┌────────

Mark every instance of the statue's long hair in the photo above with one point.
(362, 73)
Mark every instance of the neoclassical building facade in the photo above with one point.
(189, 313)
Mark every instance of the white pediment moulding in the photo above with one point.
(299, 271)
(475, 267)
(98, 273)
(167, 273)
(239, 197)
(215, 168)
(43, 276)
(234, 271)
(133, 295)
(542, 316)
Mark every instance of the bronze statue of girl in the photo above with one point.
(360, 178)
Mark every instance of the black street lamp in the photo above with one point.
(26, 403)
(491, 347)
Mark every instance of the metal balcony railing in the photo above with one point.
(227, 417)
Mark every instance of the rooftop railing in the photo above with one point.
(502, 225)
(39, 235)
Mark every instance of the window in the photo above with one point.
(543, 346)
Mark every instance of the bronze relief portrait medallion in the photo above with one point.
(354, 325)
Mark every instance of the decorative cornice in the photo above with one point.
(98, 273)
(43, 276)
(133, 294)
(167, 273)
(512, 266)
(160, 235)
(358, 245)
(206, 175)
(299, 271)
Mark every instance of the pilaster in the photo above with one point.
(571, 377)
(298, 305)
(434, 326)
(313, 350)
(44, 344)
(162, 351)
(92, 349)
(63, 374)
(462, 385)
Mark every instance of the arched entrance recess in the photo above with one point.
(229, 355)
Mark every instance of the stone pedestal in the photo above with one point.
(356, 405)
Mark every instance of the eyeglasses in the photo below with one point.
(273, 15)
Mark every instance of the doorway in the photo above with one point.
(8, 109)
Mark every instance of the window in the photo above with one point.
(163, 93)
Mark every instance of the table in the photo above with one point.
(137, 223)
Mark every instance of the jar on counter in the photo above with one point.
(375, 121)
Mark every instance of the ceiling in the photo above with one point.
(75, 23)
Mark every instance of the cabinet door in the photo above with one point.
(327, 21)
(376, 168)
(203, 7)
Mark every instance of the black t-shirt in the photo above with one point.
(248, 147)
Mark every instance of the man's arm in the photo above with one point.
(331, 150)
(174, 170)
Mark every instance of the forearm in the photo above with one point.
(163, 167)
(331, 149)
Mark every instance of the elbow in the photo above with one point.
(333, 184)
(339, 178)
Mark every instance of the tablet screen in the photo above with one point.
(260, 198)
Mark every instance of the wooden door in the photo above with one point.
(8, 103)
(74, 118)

└────────

**Work required:** Nothing in the listing may be changed; retype it all exactly.

**The completed task:**
Mark every instance of the statue's long hair in the photo above with one point.
(362, 73)
Mark every instance of the neoclassical building facade in the photo above with one point.
(189, 313)
Mark every instance of the white pediment moulding in the photo above with one point.
(299, 271)
(475, 267)
(98, 273)
(167, 273)
(239, 197)
(215, 168)
(43, 276)
(234, 271)
(133, 295)
(542, 316)
Mark every instance of the bronze statue of girl in the photo above with one point.
(360, 178)
Mark every instance of the black street lamp in the photo above with one point.
(26, 403)
(491, 347)
Mark every instance of the metal balcony railing in the photo above with one point.
(227, 417)
Mark every instance of the rooftop railing in the photo above with one point.
(502, 225)
(39, 235)
Mark every instance of the window in the photo above with one point.
(543, 346)
Mark every instance of the bronze relief portrait medallion in the photo above with one point.
(354, 325)
Mark every instance of the decorative cornice in the photo above with one point.
(98, 273)
(43, 276)
(133, 294)
(167, 273)
(512, 266)
(160, 235)
(358, 245)
(206, 175)
(299, 271)
Mark every instance of the pilaster in the photo above with one point.
(571, 377)
(298, 305)
(434, 326)
(313, 350)
(44, 344)
(162, 351)
(92, 349)
(63, 374)
(462, 385)
Mark every instance of the arched entrance recess in the photo above with one point.
(229, 355)
Mark every instance of the stone pedestal in the photo above with one point.
(356, 405)
Mark every instance of the eyeglasses in the photo below with one point.
(273, 15)
Mark every instance of the doorway in the photo above with one point.
(8, 109)
Mark every instance of the window in the photo above with one point.
(163, 93)
Mark every instance of the table in the photo above with one point.
(137, 223)
Mark every instance of the jar on counter in the photo above with one point.
(375, 121)
Mark every instance of the ceiling in the photo above with one point.
(75, 23)
Mark every instance of the cabinet door in the photo above with one point.
(327, 21)
(376, 168)
(203, 7)
Mark every instance of the black t-shirt in the photo above with one point.
(248, 147)
Mark every instance of the man's arm in the photo above with one point.
(331, 150)
(174, 170)
Mark every instance of the forearm in the photo above with one point.
(163, 167)
(331, 149)
Mark every instance of the elbow in the photo above with one point.
(333, 184)
(339, 178)
Mark every instance of the tablet screen in the photo above with one point.
(260, 198)
Mark every instance of the wooden door in the photo above with one point.
(8, 103)
(74, 118)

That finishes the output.